Descrizione dell'esercizio: Individua nei record riportati sotto ogni riga che contiene la parola "window" e copiala.

Record estratti:
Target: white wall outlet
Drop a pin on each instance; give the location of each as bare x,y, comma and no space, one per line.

---

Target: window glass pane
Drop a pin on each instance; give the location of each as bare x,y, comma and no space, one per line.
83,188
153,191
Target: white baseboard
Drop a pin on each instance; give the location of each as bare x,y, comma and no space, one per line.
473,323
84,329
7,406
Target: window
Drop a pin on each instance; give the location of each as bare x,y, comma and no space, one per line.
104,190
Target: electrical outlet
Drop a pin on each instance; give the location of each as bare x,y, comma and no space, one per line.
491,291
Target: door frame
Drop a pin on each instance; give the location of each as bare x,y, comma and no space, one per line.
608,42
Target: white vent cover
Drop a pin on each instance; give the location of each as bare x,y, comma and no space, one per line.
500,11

Esercizio svolto:
Target: window glass pane
Target: window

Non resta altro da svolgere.